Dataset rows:
****
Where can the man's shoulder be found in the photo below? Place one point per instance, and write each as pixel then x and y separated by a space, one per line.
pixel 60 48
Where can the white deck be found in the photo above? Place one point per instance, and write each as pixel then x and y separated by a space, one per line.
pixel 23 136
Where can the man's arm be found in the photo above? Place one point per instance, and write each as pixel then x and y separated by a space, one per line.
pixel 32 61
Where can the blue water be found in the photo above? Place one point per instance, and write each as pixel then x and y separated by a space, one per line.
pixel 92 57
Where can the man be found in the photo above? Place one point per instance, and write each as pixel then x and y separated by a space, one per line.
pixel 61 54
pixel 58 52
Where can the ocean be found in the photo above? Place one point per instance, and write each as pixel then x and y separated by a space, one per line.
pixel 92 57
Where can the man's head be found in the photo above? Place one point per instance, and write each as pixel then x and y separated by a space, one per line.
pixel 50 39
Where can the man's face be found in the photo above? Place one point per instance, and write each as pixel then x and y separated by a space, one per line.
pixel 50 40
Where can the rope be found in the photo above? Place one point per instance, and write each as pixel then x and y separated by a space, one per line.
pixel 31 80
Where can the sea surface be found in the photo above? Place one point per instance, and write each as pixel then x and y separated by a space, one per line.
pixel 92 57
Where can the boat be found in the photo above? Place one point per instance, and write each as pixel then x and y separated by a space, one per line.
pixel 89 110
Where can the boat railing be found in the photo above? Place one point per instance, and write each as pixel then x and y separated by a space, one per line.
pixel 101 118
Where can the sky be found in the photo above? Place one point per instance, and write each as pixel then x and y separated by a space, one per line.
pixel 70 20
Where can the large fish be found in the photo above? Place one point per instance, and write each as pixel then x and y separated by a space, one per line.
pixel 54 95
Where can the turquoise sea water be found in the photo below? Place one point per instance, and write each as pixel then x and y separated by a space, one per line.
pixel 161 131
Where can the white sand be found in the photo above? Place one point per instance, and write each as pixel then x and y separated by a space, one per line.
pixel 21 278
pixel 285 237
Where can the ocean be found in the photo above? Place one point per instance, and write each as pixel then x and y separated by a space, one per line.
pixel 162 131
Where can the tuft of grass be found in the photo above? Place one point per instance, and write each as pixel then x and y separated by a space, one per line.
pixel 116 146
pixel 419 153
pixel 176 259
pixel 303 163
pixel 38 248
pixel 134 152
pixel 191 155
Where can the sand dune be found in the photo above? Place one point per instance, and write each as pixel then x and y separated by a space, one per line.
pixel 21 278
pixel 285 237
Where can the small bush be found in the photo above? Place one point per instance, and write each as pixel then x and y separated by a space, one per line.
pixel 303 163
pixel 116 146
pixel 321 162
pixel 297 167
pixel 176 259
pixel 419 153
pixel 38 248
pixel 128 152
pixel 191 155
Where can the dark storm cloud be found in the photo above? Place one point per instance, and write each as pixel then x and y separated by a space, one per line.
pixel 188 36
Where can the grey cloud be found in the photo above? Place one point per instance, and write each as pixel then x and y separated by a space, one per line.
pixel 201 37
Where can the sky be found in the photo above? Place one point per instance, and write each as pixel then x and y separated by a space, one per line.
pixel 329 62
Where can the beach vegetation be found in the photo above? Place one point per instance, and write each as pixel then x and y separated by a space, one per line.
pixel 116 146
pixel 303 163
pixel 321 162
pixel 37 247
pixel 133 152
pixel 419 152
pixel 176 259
****
▸ Task: Copy every one of the records above word for word, keeping each line as it appears.

▸ Correct result:
Where can the man's shoulder be found in the photo below? Place one point per instance, and write each as pixel then x and y separated by a space, one per line.
pixel 60 48
Where can the white deck be found in the photo above? Place one point per instance, and write each as pixel then x and y separated by a space, one per line.
pixel 23 136
Where can the man's arm be found in the photo above? Place one point per instance, and write each as pixel then x and y separated by a space, one per line.
pixel 32 61
Where can the blue water be found in the photo above? Place one point per instance, and write each as pixel then x and y separated by a space, one per line.
pixel 92 57
Where can the man be found in the photo above? Place one point per instance, and write each as pixel then x and y separated by a space, one per line.
pixel 61 54
pixel 58 52
Where can the ocean be found in the photo above? Place one point per instance, and write each as pixel then x and y separated by a space, one per line.
pixel 92 57
Where can the man's head be found in the photo above? Place one point per instance, and write each as pixel then x and y separated by a space, one per line.
pixel 50 39
Where can the man's face be found in the photo above? Place one point per instance, and write each as pixel then x and y separated by a space, one per line.
pixel 50 40
Where can the rope be found in the photo above? Place one point per instance, and write each as pixel then x and y separated by a space, one per line.
pixel 31 80
Where can the sea surface be found in the photo above? Place one point per instance, and write each as pixel then x and y separated by a space, one per line.
pixel 92 57
Where can the boat be found in the photo above? Place one point per instance, and write each as pixel then x and y separated by a space, one per line.
pixel 89 110
Where can the boat railing be found in the photo above? Place one point per instance, and write each as pixel then x and y separated by a space, one per line.
pixel 101 118
Where can the sky be found in the photo above? Place one point per instance, and write each as pixel then x and y separated by a space, one per line.
pixel 70 20
Where can the large fish be found in the photo above? Place one point per instance, and write each as pixel then x and y separated by a space, one per line.
pixel 54 95
Where can the turquoise sea water be found in the photo below? Place one point per instance, and write each as pixel then x and y separated by a space, one per line.
pixel 161 131
Where can the white sand be found in the photo above? Place one point per instance, and write each as pixel then x and y separated by a space, one per line.
pixel 21 278
pixel 285 237
Where can the ocean be found in the photo above? Place one point per instance, and write each as pixel then x and y separated by a space, one per line.
pixel 162 131
Where can the tuft of grass be found in the photo above? Place one point per instance, and write each as pixel then x and y separated by a space, one per line.
pixel 116 146
pixel 419 153
pixel 176 259
pixel 303 163
pixel 38 248
pixel 134 152
pixel 191 155
Where can the sand dune be found in the photo above? Place one point per instance, and write each as pixel then x and y separated by a space, one per line.
pixel 21 278
pixel 285 237
Where can the small bush be found in the photo above? Place one point per instance, and write each as pixel then x and y separated by a space, one per line.
pixel 303 163
pixel 116 146
pixel 321 162
pixel 297 167
pixel 176 259
pixel 419 153
pixel 38 248
pixel 128 152
pixel 191 155
Where can the dark storm cloud be found in the photo above? Place one point per instance, and write each as pixel then x and y separated by a space, one per line.
pixel 188 36
Where can the grey cloud be found in the photo above? Place one point per instance, and write each as pixel then x and y separated by a space, one per line.
pixel 201 37
Where can the sky be found in the photo above? Place one point per instance, and write each as pixel then x and y separated by a space, one per line.
pixel 329 62
Where can the beach vegetation be found in the photo above? Place one point per instance, and write each as pixel then x and y separated by a space, one per line.
pixel 116 146
pixel 303 163
pixel 321 162
pixel 37 247
pixel 133 152
pixel 419 152
pixel 176 259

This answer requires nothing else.